Arbeitsaufträge>
**1.** Wann wurde laut dem Text über Schwarze Löcher die Studie zu den Feuerwänden veröffentlicht?
**2.** Gib alle Zeilen der Datensätze von der Zeile mit „Could you point out every instance of the gold“ bis zum Ende der Datensätze, beide Enden eingeschlossen, als Markdown-Tabelle wieder. Verwende die Spalten „Nr.“ für die fortlaufende Zeilennummer und „Inhalt“ für die Zeile selbst und lass leere Zeilen weg.

Lesetext>
- - -

Schwarze Löcher: Feuertaufe fürs Äquivalenzprinzip
Im März 2012 begann Joseph Polchinski erstmals über Suizid nachzudenken – zumindest in mathematischer Form. Der Stringtheoretiker am Kavli Institute for Theoretical Physics im kalifornischen Santa Barbara grübelte darüber, was mit einem Astronauten passieren würde, wenn er in ein Schwarzes Loch fiele. Offensichtlich würde er sterben. Aber wie?
Nach den damals akzeptierten Modellen fiele dem Raumfahrer zunächst nichts Besonderes auf. Nicht einmal dann, wenn er den Ereignishorizont durchquerte – eine unsichtbare Grenze, jenseits derer nichts mehr aus dem Schwarzen Loch entweichen kann. Erst Stunden, Tage oder sogar Wochen später, abhängig von der Masse des Schwarzen Lochs, würde er plötzlich bemerken, dass die Schwerkraft stärker an seinen Füßen zieht als an seinem Kopf. Dieser Kraftunterschied wüchse schnell an, während er unaufhaltsam in die Tiefe rast, und risse ihn schließlich auseinander. Letztlich rasten seine Überreste dann in den unendlich dichten Kern des Schwarzen Lochs.
Doch die von Polchinski mit zwei seiner Studenten – Ahmed Almheiri und James Sully – sowie dem Stringtheoretiker Donald Marolf von der University of California in Santa Barbara (UCSB) durchgeführten Berechnungen erzählten eine andere Geschichte [1]. In ihrem Modell würden Quanteneffekte den Ereignishorizont in einen brodelnden Teilchenstrudel verwandeln. Fiele jemand dort hinein, stieße er gegen eine Wand aus Feuer und würde augenblicklich verkohlen.
Feuerwände im All?
Die im Juli 2012 veröffentlichte Studie erschütterte die Physikergemeinde. Denn solche Feuerwände würden das Äquivalenzprinzip und damit ein grundlegendes Prinzip der Physik verletzen. So gründete Albert Einstein vor fast einem Jahrhundert seine Theorie der Schwerkraft, die allgemeine Relativitätstheorie, darauf. Das Äquivalenzprinzip besagt unter anderem, dass ein Beobachter, der in ein Gravitationsfeld fällt – also auch in das eines Schwarzen Lochs –, genau die gleichen Phänomene sehen müsste wie ein Beobachter, der durch den leeren Raum treibt. Ohne dieses Prinzip bröckelte Einsteins Theoriegerüst.
"Das ist eine Krise in der Grundlagenphysik, die vielleicht einer Revolution bedarf, um sie zu überwinden"
Steve Giddings
Sich über die Folgen ihrer Behauptung bewusst, boten Polchinski und seine Koautoren auch eine Version ihrer Geschichte an, in der letztlich keine Feuerwand auftaucht. Das alternative Ende hat jedoch einen hohen Preis: Physiker müssten dafür die andere tragende Säule ihrer Wissenschaft, die Quantenmechanik, opfern. Letztere beschreibt die Wechselwirkungen zwischen subatomaren Teilchen. Ihre provokante These löste eine wahre Flut an Forschungsarbeiten aus – alle mit dem Ziel, einen Ausweg aus dieser verfahrenen Lage zu finden. Eine für alle Seiten zufrieden stellende Lösung brachte allerdings niemand hervor. Steve Giddings, Quantenphysiker an der UCSB, beschreibt die Situation als "eine Krise in der Grundlagenphysik, die vielleicht einer Revolution bedarf, um sie zu überwinden".

- - -

[Datensätze zu Objektpositionen]
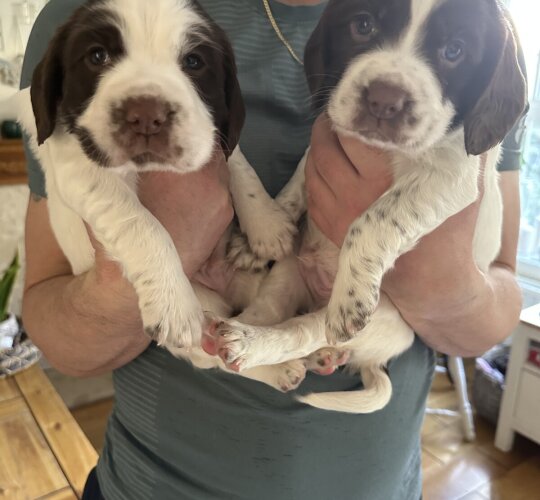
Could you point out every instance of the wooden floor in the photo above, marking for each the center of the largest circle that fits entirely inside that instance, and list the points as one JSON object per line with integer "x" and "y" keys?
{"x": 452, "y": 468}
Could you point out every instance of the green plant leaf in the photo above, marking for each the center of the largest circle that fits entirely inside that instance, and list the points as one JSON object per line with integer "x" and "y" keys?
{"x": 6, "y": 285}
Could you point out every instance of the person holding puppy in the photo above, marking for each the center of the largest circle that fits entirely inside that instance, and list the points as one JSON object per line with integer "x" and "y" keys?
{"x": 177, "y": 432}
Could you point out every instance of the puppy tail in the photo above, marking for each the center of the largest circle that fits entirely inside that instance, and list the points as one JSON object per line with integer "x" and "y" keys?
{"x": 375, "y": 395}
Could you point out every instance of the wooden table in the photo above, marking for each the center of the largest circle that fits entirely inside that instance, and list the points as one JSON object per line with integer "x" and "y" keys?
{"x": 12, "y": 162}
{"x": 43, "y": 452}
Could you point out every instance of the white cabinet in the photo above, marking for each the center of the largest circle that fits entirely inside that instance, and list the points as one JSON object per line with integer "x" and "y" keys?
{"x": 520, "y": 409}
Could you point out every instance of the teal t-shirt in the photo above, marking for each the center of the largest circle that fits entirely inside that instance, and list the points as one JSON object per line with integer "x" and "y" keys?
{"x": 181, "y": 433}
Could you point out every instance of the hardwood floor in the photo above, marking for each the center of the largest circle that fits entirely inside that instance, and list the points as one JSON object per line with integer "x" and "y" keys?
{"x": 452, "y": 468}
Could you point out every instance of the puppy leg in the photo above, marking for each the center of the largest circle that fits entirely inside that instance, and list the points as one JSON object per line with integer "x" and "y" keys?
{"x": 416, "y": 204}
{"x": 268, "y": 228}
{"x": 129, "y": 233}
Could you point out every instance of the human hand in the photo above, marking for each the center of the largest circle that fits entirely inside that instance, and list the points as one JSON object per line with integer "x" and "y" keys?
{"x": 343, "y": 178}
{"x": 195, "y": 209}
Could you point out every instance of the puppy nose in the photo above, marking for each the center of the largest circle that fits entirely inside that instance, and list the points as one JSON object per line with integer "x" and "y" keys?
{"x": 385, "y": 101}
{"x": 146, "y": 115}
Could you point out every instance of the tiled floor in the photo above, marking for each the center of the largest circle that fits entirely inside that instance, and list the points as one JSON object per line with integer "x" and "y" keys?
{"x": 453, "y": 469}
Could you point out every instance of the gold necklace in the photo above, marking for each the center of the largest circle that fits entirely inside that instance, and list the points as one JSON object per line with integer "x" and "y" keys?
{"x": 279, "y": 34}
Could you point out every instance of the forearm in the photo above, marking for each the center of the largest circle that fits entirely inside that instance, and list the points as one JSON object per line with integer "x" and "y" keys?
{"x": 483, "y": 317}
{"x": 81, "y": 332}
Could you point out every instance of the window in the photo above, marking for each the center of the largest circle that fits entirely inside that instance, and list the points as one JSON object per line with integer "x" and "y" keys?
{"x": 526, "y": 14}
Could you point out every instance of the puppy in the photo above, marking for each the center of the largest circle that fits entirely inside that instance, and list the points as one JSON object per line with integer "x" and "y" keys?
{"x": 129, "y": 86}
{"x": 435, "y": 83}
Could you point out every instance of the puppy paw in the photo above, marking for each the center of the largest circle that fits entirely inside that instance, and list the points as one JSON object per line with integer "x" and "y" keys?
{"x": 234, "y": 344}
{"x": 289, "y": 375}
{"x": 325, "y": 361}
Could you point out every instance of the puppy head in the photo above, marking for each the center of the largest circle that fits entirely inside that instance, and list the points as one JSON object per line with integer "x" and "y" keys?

- - -

Lösungen>
**1.** Im Juli 2012.

**2.**
| Nr. | Inhalt |
|---|---|
| 1 | Could you point out every instance of the gold necklace in the photo above, marking for each the center of the largest circle that fits entirely inside that instance, and list the points as one JSON object per line with integer "x" and "y" keys? |
| 2 | {"x": 279, "y": 34} |
| 3 | Could you point out every instance of the forearm in the photo above, marking for each the center of the largest circle that fits entirely inside that instance, and list the points as one JSON object per line with integer "x" and "y" keys? |
| 4 | {"x": 483, "y": 317} |
| 5 | {"x": 81, "y": 332} |
| 6 | Could you point out every instance of the window in the photo above, marking for each the center of the largest circle that fits entirely inside that instance, and list the points as one JSON object per line with integer "x" and "y" keys? |
| 7 | {"x": 526, "y": 14} |
| 8 | Could you point out every instance of the puppy in the photo above, marking for each the center of the largest circle that fits entirely inside that instance, and list the points as one JSON object per line with integer "x" and "y" keys? |
| 9 | {"x": 129, "y": 86} |
| 10 | {"x": 435, "y": 83} |
| 11 | Could you point out every instance of the puppy paw in the photo above, marking for each the center of the largest circle that fits entirely inside that instance, and list the points as one JSON object per line with integer "x" and "y" keys? |
| 12 | {"x": 234, "y": 344} |
| 13 | {"x": 289, "y": 375} |
| 14 | {"x": 325, "y": 361} |
| 15 | Could you point out every instance of the puppy head in the photo above, marking for each the center of the largest circle that fits entirely inside that instance, and list the points as one JSON object per line with integer "x" and "y" keys? |